● TASK ITEM
The entries below are to be returned exactly. Include all of them.

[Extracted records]
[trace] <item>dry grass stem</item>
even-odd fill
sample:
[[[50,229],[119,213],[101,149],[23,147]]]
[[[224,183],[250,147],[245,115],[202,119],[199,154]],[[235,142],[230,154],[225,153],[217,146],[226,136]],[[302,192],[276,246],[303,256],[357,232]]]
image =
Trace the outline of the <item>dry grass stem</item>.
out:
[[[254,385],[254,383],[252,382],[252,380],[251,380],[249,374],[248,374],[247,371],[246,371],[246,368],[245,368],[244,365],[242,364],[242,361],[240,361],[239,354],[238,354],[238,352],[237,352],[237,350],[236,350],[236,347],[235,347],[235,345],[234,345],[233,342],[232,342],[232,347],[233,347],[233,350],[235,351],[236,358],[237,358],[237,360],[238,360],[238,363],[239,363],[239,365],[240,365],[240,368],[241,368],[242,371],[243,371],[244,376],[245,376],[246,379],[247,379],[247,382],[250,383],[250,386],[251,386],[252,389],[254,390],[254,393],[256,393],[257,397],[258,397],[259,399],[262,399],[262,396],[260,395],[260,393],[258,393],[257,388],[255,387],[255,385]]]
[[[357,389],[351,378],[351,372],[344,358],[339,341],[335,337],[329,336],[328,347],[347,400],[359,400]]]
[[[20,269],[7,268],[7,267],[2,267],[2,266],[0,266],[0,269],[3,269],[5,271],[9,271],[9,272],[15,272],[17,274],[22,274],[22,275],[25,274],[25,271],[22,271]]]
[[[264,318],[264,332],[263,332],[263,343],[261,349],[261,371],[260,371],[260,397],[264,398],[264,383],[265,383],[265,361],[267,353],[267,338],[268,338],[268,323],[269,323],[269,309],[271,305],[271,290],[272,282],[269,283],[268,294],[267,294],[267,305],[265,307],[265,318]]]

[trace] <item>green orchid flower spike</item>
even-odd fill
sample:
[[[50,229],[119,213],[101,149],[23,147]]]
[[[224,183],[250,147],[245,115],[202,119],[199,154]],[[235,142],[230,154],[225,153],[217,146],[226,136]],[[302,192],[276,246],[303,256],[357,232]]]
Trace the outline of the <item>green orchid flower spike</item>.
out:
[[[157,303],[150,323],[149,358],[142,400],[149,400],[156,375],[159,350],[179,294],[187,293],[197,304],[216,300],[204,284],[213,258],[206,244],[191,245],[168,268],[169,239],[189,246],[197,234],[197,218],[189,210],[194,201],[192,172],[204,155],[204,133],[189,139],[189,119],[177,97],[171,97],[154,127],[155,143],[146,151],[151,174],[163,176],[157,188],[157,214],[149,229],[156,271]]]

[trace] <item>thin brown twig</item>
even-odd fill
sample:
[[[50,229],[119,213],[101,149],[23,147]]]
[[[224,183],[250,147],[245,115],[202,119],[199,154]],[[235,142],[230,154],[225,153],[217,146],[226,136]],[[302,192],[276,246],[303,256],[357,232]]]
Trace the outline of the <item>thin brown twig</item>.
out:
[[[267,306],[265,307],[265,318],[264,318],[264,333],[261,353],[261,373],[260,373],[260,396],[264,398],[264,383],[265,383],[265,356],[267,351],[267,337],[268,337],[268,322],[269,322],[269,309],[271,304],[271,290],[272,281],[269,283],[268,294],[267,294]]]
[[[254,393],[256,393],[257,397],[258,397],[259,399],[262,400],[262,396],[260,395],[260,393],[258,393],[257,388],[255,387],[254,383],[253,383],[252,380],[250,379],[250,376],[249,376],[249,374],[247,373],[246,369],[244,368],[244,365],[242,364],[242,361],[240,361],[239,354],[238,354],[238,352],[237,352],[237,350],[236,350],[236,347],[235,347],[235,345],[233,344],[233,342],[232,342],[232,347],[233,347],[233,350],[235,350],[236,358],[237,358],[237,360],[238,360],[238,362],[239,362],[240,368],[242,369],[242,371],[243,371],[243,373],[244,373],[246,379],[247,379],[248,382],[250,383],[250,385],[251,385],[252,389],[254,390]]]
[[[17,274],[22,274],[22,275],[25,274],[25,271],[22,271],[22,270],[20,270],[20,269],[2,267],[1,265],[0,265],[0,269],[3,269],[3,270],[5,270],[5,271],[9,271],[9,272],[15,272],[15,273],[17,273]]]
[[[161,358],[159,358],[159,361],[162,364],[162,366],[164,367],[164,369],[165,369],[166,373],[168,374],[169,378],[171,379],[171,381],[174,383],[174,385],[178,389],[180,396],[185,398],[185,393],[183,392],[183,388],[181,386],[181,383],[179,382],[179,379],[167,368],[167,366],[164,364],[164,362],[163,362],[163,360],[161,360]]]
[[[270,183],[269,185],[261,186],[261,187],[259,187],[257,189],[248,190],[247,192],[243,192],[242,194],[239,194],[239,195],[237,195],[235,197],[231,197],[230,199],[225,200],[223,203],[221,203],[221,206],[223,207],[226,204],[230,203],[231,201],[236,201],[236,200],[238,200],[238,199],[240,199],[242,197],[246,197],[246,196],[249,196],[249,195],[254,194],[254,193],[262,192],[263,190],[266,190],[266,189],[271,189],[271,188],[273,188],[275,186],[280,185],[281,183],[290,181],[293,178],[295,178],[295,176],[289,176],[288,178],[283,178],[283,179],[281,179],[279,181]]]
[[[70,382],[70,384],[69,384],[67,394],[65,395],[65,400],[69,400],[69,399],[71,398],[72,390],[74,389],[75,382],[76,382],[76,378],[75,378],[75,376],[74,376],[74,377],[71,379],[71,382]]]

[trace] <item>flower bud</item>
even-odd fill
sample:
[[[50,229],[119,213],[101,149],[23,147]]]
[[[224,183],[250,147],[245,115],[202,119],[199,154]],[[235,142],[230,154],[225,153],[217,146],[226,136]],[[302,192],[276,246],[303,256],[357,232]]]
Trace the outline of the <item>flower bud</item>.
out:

● OUTPUT
[trace] <item>dry grass stem</item>
even-odd fill
sample:
[[[50,229],[119,213],[101,149],[23,147]]]
[[[224,183],[250,147],[245,115],[202,119],[199,154]],[[235,142],[230,154],[225,153],[217,146],[226,136]],[[302,192],[276,246],[303,256],[357,232]]]
image =
Trace the outline of the <item>dry grass stem</item>.
out:
[[[254,385],[254,383],[252,382],[252,380],[251,380],[249,374],[248,374],[247,371],[246,371],[246,368],[245,368],[244,365],[242,364],[242,361],[240,361],[239,354],[238,354],[238,352],[237,352],[237,350],[236,350],[236,347],[235,347],[235,345],[234,345],[233,342],[232,342],[232,347],[233,347],[233,350],[235,351],[236,358],[237,358],[237,360],[238,360],[238,363],[239,363],[239,365],[240,365],[240,368],[241,368],[242,371],[243,371],[244,376],[245,376],[246,379],[247,379],[247,382],[250,383],[250,386],[251,386],[252,389],[254,390],[254,393],[256,393],[257,397],[258,397],[259,399],[262,399],[262,396],[260,395],[260,393],[258,393],[257,388],[255,387],[255,385]]]
[[[357,389],[351,378],[351,372],[344,358],[339,341],[335,337],[329,336],[328,347],[347,400],[359,400]]]
[[[20,269],[7,268],[7,267],[2,267],[2,266],[0,266],[0,269],[3,269],[5,271],[9,271],[9,272],[15,272],[17,274],[22,274],[22,275],[25,274],[25,271],[22,271]]]
[[[264,318],[264,332],[263,332],[263,343],[261,349],[261,371],[260,371],[260,397],[264,398],[264,383],[265,383],[265,361],[267,353],[267,338],[268,338],[268,323],[269,323],[269,309],[271,305],[271,290],[272,282],[269,283],[268,294],[267,294],[267,305],[265,307],[265,318]]]

[trace] <item>green orchid flower spike</item>
even-odd fill
sample:
[[[50,229],[119,213],[101,149],[23,147]]]
[[[224,183],[250,147],[245,115],[202,119],[199,154]],[[235,142],[230,154],[225,153],[217,146],[226,136]],[[302,192],[276,246],[303,256],[357,232]]]
Trace the outline of the <item>green orchid flower spike</item>.
out:
[[[157,303],[150,323],[149,358],[142,400],[149,400],[156,375],[159,350],[179,294],[187,293],[197,304],[216,300],[204,284],[213,258],[206,244],[191,245],[168,268],[169,239],[189,246],[197,234],[197,218],[189,210],[194,201],[192,172],[204,155],[204,133],[189,139],[189,119],[177,97],[171,97],[154,127],[155,143],[146,151],[151,174],[163,176],[157,188],[157,214],[149,229],[156,271]]]

[trace] <item>thin brown twig</item>
even-odd fill
sample:
[[[50,229],[119,213],[101,149],[23,147]]]
[[[224,183],[250,147],[245,115],[202,119],[199,154]],[[235,142],[230,154],[225,153],[217,146],[226,136]],[[302,192],[276,246],[303,256],[357,232]]]
Trace the outline of the <item>thin brown twig</item>.
out:
[[[267,306],[265,307],[265,318],[264,318],[264,333],[261,353],[261,373],[260,373],[260,396],[264,398],[264,383],[265,383],[265,356],[267,351],[267,337],[268,337],[268,322],[269,322],[269,309],[271,304],[271,290],[272,281],[269,283],[268,294],[267,294]]]
[[[254,393],[256,393],[257,397],[258,397],[259,399],[262,400],[262,396],[260,395],[260,393],[258,393],[257,388],[255,387],[254,383],[253,383],[252,380],[250,379],[250,376],[249,376],[249,374],[247,373],[246,369],[244,368],[244,365],[242,364],[242,361],[240,361],[239,354],[238,354],[238,352],[237,352],[237,350],[236,350],[236,347],[235,347],[235,345],[233,344],[233,342],[232,342],[232,347],[233,347],[233,350],[235,350],[236,358],[237,358],[237,360],[238,360],[238,362],[239,362],[240,368],[242,369],[242,371],[243,371],[243,373],[244,373],[246,379],[247,379],[248,382],[250,383],[250,385],[251,385],[252,389],[254,390]]]
[[[17,274],[22,274],[22,275],[25,274],[25,271],[22,271],[22,270],[20,270],[20,269],[2,267],[1,265],[0,265],[0,269],[3,269],[3,270],[5,270],[5,271],[9,271],[9,272],[15,272],[15,273],[17,273]]]
[[[161,358],[159,358],[159,361],[162,364],[162,366],[164,367],[164,369],[165,369],[166,373],[168,374],[169,378],[171,379],[171,381],[174,383],[174,385],[178,389],[180,396],[185,398],[185,393],[183,392],[183,388],[181,386],[181,383],[179,382],[179,379],[167,368],[167,366],[164,364],[164,362],[163,362],[163,360],[161,360]]]
[[[270,183],[269,185],[261,186],[261,187],[259,187],[257,189],[248,190],[247,192],[243,192],[242,194],[239,194],[239,195],[237,195],[235,197],[231,197],[230,199],[225,200],[223,203],[221,203],[221,206],[223,207],[226,204],[230,203],[231,201],[236,201],[236,200],[238,200],[238,199],[240,199],[242,197],[246,197],[246,196],[249,196],[249,195],[254,194],[254,193],[262,192],[263,190],[266,190],[266,189],[271,189],[271,188],[273,188],[275,186],[280,185],[281,183],[290,181],[293,178],[295,178],[295,176],[289,176],[288,178],[283,178],[283,179],[281,179],[279,181]]]
[[[70,382],[70,384],[69,384],[67,394],[65,395],[65,400],[69,400],[69,399],[71,398],[72,390],[74,389],[75,382],[76,382],[76,378],[75,378],[75,376],[74,376],[74,377],[71,379],[71,382]]]

[trace] <item>flower bud</item>
even-odd fill
sample:
[[[50,229],[119,213],[101,149],[23,147]]]
[[[224,183],[250,147],[245,115],[202,119],[199,154]],[[235,142],[230,154],[225,153],[217,146],[226,136]],[[302,192],[276,246],[303,256],[357,232]]]
Trace the outline of the <item>flower bud</item>.
out:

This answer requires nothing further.